→ **Your instructions**: The lines you return should be those containing the string "query", taken from the data below.

Data entries:
- Opening Delimiter -
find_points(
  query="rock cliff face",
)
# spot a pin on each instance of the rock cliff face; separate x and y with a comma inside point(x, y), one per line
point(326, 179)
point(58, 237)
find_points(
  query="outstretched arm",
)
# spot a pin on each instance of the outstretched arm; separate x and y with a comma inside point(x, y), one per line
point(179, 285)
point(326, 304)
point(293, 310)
- Closing Delimiter -
- Opening Delimiter -
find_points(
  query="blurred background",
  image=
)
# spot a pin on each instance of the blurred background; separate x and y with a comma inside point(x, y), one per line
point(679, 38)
- Closing Delimiter -
- Opening Delimiter -
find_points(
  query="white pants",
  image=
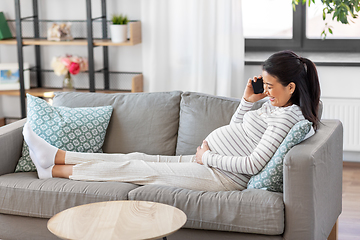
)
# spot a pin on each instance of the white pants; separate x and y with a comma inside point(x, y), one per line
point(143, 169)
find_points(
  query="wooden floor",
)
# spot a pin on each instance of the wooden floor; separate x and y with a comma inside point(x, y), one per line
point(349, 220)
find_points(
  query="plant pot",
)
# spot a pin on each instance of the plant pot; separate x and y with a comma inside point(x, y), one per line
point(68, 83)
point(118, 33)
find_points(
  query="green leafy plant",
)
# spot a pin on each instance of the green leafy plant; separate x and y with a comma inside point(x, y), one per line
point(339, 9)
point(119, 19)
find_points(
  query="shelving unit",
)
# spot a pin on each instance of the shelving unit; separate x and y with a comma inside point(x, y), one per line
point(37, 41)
- Closing Delimiter -
→ **Answer to the exercise**:
  query="rock cliff face",
  query="outstretched arm",
  query="blurred background",
  query="white pants",
  query="wooden floor",
  query="plant pot",
  query="green leafy plant",
  query="shelving unit",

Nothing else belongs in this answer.